▶ [Aufgabe]:
Setze den Auszug über inklusive Institutionen und den „Tag der Immobilienwirtschaft“ des ZIA im gleichen Stil fort, direkt im Anschluss an seinen letzten Satz.

▶ [Bereitgestellter Auszug]:
┌────────

Gerichte, die für Gerechtigkeit sorgen, keine Klüngelwirtschaft, Schulen, die Talente individuell ausbilden, politische Systeme, die unterschiedlichen Gruppen gleichermaßen Beteiligung bieten und eine offene, pluralistische Gesellschaft, die Kompetenz und Kreativität auf allen Ebenen schätzt, schützt und fördert. Das ist alles! Der Grad der Einbeziehung verschiedener gesellschaftlicher Gruppen in wirtschaftliche und politische Institutionen: Das ist es! Das setzt eine Spirale zum Guten, Besseren und noch Besseren in Gang. Das sorgt dafür, dass Vorhandenes immer wieder in Frage gestellt wird und in Prozessen schöpferischer Zerstörung Innovationen umgesetzt werden.

Wie im Kinderzimmer. Erst zerstören und dann noch besser wieder aufbauen. In elitären Strukturen gibt es hingegen weniger Anreize für Innovationen. Diejenigen, die am Drücker sind, tendieren dazu, diese schöpferische Zerstörung als Veränderung des Status Quo zu fürchten. Wer will schon gerne als Teil der Elite mit neuen Ideen und erstarkenden Konkurrenten um Macht und wirtschaftliche Ressourcen wetteifern, wenn er nicht muss? Aber vergleichen sie selbst. In der vergangenen Woche habe ich zwei Veran-staltungen besucht, die nahezu gleichzeitig in Berlin stattfanden: Der Zentrale Immobilienausschuss ZIA ist ein 2006 gegründeter Wirtschaftsverband. Er vertritt mittlerweile über 200 Unternehmen der Immobilien- und Finanzwelt und über 20 Verbände mit 37.000 Mitgliedern.

Auf dem vom ZIA veranstalteten „Tag der Immobilienwirtschaft“

kommen in Berlin am Westhafen tausend Manager zu-sammen. Ein starker Ort, direkt im Hafen. Das Motto: „Innovativ, lebenswert, bezahlbar - Wie bauen wir morgen?“ Klingt vertrauensvoll optimistisch. Am Eingang haut eine blitzblinke Einautoelektroluxuswagenausstellung eines Sponsors gleich mal den Anspruch der Topentscheider auf den Tisch. Entlang des Tages übergeben Toprepräsentanten freundliche Grußworte. Schon die Anwesenheit zählt. Bundesministerin, EU-Kommissar, Parteivorsitzender, Fraktionsvorsitzender, TV-Moderatorin, Präsidenten, Vorstände, Direktoren, Geschäftsführer. Wir sind super! Es geht unter anderem um „Trends entzaubern, CFOs verzaubern“, „Unsere Städte: lebenswert und bezahlbar statt reguliert und bürokratisch“, anschließend „Networking Night mit Berliner Buffet“.

└────────

▶ [Erfasste Daten]:
┌────────

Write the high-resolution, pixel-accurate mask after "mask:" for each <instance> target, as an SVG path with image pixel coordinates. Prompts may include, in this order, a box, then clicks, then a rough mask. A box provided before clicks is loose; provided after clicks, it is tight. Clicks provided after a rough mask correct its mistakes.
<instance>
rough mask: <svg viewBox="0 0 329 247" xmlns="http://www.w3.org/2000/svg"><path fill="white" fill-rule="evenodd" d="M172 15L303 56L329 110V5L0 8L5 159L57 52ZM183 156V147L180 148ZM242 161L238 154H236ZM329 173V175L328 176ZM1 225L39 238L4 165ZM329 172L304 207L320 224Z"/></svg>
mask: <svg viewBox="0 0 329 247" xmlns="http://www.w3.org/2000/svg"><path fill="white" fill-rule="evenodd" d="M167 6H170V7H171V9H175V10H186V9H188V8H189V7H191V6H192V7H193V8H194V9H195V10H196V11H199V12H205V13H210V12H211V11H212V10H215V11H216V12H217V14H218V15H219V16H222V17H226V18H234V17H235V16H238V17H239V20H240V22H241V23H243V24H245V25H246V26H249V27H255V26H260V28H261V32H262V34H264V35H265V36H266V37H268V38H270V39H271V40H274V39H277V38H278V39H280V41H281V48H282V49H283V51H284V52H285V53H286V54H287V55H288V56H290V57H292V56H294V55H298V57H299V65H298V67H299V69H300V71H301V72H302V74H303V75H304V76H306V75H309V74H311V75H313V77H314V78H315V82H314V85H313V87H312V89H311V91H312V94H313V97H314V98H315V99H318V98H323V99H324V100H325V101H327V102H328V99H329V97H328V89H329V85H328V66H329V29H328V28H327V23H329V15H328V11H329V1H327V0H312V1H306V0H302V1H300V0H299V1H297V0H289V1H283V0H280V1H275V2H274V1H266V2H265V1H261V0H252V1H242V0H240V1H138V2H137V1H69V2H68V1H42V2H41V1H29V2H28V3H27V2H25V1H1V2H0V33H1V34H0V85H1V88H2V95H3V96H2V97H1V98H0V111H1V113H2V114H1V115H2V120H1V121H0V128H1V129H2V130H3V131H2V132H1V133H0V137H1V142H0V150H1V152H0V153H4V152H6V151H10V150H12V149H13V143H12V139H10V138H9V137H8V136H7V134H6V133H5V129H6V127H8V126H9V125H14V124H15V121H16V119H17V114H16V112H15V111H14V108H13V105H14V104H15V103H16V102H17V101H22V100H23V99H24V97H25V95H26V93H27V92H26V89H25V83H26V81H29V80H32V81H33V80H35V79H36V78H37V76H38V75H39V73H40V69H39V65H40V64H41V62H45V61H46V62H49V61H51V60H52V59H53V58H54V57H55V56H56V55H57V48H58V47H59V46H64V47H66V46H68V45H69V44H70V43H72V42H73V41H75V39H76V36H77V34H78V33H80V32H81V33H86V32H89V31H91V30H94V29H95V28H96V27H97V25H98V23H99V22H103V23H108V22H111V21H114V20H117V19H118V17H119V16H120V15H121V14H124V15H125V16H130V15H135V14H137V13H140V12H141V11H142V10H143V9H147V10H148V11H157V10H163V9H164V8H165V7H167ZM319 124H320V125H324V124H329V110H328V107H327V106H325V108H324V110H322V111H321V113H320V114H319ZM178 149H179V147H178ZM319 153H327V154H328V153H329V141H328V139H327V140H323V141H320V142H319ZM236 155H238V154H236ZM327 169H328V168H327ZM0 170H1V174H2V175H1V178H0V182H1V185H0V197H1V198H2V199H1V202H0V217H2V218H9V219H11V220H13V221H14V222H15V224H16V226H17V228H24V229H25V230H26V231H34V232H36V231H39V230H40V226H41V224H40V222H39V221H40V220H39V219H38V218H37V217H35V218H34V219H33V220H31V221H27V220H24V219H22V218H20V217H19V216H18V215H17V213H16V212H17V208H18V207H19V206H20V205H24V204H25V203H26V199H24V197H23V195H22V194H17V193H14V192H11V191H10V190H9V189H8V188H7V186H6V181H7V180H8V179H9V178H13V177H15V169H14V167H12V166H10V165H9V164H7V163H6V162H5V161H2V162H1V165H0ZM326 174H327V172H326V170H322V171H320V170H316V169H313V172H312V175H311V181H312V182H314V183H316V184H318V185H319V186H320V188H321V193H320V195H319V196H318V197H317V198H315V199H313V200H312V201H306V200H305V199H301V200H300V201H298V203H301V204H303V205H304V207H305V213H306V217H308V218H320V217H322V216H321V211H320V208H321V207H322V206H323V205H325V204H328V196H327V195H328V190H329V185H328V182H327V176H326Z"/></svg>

└────────

▶ [Erwartete Antwort]:
Ein Zukunftsberater führt vor, wie Passanten durch Augmented Reality von heranstürmenden Tigern zu Tode erschreckt werden. Ganz wie bei dieser – wie heißt sie noch – Fernsehshow. So toll wirds werden in der Immobilienspaßparade der Zukunft! Die Bundesbauministerin hofft beim Einzelhandel in Zukunft auf mehr Tante Emma Läden und bekommt von ihren Gastgebern eine gelbe Wasserwaage geschenkt. Vielen Dank, wir sehen uns!

Der Bund Deutscher Architekten ist Mitglied im ZIA, soweit ich weiss, aber kein einziger Architekt oder Stadtplaner ist gekommen. Jahresbeitrag: 15.000 €. Ein exklusiver Club erfahrener Männer als Vertreter ihrer Interessen. Dicht dran an der Regierung. Unter anderem ist der ZIA Gründungsmitglied der ständigen Projektgruppe der Bundesregierung zum „Bau von Großprojekten“. Und eine Innovationsschmiede mit Innovationsbeauftragtem gibt es auch. Während der Kaffeepause gibts Präsentationen im EG. Toi, toi, toi!

Zugleich findet kaum 20 Minuten entfernt

das erste Festival für Architektur & Andersmachen „Make City“ statt. Die Eröffnung ist in der ehemals sozialistischen Tschechischen Botschaft, heute ein morbider Möglichkeitsraum. An 85 Orten verhandeln über 100 Veranstaltungen über 14 Tage urbane Ressourcen. Es geht um Smart Parks, Zukunftsstädte als Empathiemaschinen, Crowdfunding, urbanen Wandel, Möglichkeitsräume, Guerillia Gardening, Gemeinschaftsgärten, Affordable Living, Designing the Urban Commons, Pre-Fab revisited, Self Made City, neue Formen des Zusammenwohnens- und-arbeitens, partizipative Stadtentwicklung, Baulücken, Flussbäder, Liegenschaftspolitik, Speisekinos, städtische Gemeingüter, Top Down oder Bottom Up? Online-Partizipation, uvm. – in alle Richtungen offen.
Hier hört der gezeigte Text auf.